TASK BRIEF
Your job is to copy the lines from the material that include "rear".
*** SUPPLIED DATA ***
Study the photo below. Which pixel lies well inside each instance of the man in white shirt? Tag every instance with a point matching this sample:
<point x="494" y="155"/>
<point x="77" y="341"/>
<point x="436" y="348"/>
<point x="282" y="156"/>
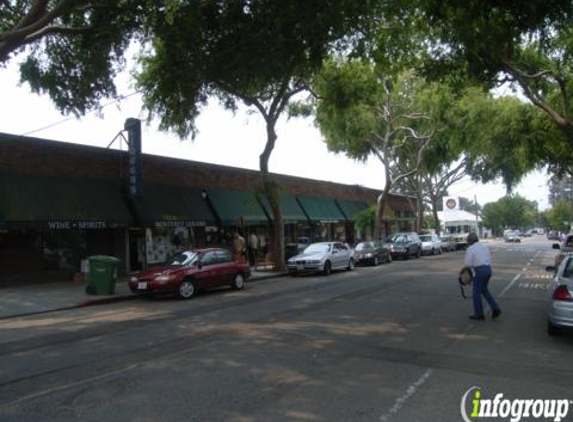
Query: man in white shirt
<point x="478" y="259"/>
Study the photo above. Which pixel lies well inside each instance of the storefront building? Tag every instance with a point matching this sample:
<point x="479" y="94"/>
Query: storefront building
<point x="62" y="202"/>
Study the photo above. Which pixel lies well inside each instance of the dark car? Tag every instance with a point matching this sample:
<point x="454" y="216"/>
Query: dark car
<point x="372" y="253"/>
<point x="404" y="245"/>
<point x="190" y="271"/>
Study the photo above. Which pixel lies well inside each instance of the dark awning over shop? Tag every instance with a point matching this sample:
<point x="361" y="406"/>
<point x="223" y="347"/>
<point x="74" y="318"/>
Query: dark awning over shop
<point x="351" y="208"/>
<point x="56" y="203"/>
<point x="292" y="212"/>
<point x="236" y="207"/>
<point x="172" y="206"/>
<point x="321" y="209"/>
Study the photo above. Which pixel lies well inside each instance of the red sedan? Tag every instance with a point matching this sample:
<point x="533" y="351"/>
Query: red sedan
<point x="190" y="271"/>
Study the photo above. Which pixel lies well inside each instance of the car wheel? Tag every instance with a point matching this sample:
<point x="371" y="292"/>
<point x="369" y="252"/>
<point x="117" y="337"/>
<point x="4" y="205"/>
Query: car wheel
<point x="186" y="289"/>
<point x="327" y="268"/>
<point x="239" y="282"/>
<point x="552" y="330"/>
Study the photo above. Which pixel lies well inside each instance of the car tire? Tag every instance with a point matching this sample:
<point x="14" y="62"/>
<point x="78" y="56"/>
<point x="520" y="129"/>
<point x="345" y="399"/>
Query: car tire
<point x="186" y="290"/>
<point x="552" y="330"/>
<point x="327" y="268"/>
<point x="238" y="282"/>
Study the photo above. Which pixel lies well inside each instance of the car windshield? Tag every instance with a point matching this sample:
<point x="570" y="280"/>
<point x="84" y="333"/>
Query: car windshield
<point x="183" y="258"/>
<point x="364" y="245"/>
<point x="318" y="248"/>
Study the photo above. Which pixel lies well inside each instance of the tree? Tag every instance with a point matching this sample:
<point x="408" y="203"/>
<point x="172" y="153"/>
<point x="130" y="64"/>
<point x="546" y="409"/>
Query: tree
<point x="75" y="48"/>
<point x="511" y="211"/>
<point x="528" y="45"/>
<point x="360" y="114"/>
<point x="260" y="53"/>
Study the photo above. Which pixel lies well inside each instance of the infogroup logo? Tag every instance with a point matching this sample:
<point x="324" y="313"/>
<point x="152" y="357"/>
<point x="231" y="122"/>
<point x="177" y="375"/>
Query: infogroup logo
<point x="515" y="410"/>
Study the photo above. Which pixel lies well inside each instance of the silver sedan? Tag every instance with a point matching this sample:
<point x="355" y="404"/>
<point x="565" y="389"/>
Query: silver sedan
<point x="560" y="314"/>
<point x="322" y="257"/>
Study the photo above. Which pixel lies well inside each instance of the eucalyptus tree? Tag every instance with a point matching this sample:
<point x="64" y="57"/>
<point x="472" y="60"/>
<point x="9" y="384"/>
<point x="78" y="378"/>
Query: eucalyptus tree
<point x="260" y="53"/>
<point x="72" y="49"/>
<point x="526" y="44"/>
<point x="361" y="114"/>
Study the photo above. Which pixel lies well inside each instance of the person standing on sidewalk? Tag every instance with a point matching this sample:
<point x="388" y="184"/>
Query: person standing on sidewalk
<point x="478" y="258"/>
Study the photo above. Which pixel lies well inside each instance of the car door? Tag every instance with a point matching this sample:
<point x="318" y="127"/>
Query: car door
<point x="226" y="267"/>
<point x="208" y="276"/>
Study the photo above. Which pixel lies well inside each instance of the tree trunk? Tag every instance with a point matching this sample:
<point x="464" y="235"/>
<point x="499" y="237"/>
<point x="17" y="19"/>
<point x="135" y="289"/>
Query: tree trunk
<point x="272" y="194"/>
<point x="381" y="203"/>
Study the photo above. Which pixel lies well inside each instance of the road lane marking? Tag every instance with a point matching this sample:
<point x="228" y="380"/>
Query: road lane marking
<point x="401" y="401"/>
<point x="509" y="285"/>
<point x="67" y="386"/>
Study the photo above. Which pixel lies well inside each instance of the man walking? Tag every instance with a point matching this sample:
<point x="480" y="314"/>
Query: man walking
<point x="478" y="258"/>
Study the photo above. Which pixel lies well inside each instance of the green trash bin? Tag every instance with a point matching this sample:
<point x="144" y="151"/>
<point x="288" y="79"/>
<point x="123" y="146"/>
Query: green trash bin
<point x="102" y="274"/>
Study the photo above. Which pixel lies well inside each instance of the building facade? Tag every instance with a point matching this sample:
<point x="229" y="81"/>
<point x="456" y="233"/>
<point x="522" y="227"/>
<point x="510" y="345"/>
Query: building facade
<point x="62" y="202"/>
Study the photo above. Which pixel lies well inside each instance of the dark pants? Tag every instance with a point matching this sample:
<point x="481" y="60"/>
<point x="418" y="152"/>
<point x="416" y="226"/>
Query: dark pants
<point x="480" y="282"/>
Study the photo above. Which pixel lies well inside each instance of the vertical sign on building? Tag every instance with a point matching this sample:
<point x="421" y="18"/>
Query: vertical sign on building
<point x="135" y="183"/>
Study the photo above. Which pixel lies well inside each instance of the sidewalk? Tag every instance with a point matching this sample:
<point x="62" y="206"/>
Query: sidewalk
<point x="31" y="299"/>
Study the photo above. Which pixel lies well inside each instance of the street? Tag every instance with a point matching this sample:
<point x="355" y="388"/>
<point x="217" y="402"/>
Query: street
<point x="386" y="343"/>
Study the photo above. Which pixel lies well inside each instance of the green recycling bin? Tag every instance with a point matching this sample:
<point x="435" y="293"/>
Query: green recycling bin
<point x="102" y="274"/>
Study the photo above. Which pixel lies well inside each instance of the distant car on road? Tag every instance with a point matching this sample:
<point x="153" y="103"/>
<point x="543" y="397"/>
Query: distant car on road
<point x="404" y="245"/>
<point x="190" y="271"/>
<point x="560" y="312"/>
<point x="322" y="257"/>
<point x="372" y="253"/>
<point x="431" y="244"/>
<point x="511" y="237"/>
<point x="564" y="248"/>
<point x="448" y="243"/>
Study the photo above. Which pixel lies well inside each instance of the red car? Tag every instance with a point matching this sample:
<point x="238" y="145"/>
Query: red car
<point x="190" y="271"/>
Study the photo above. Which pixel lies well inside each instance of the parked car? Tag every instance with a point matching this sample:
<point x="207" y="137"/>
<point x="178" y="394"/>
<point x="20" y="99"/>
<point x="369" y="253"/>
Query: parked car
<point x="511" y="237"/>
<point x="190" y="271"/>
<point x="448" y="243"/>
<point x="371" y="253"/>
<point x="564" y="248"/>
<point x="404" y="245"/>
<point x="322" y="257"/>
<point x="560" y="312"/>
<point x="431" y="244"/>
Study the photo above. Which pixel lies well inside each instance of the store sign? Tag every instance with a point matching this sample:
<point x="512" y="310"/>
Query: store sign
<point x="133" y="128"/>
<point x="179" y="223"/>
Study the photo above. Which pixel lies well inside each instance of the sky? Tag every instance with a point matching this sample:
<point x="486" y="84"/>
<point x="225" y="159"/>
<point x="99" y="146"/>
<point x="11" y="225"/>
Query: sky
<point x="224" y="138"/>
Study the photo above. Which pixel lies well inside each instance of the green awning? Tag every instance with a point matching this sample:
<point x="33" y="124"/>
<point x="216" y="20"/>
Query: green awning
<point x="58" y="203"/>
<point x="291" y="210"/>
<point x="236" y="208"/>
<point x="172" y="206"/>
<point x="321" y="209"/>
<point x="351" y="209"/>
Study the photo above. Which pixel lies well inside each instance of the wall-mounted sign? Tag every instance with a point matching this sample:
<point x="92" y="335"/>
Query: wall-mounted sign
<point x="135" y="183"/>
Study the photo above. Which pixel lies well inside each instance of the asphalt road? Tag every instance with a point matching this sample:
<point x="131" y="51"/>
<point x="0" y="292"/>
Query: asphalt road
<point x="390" y="343"/>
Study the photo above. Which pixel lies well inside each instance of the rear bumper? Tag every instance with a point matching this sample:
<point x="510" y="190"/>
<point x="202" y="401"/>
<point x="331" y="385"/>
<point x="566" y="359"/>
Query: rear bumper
*** End of SUPPLIED DATA ***
TASK RESULT
Study the photo above. Which pixel lies well inside each instance of the rear bumper? Tag every instance with a point matching this sample:
Query: rear bumper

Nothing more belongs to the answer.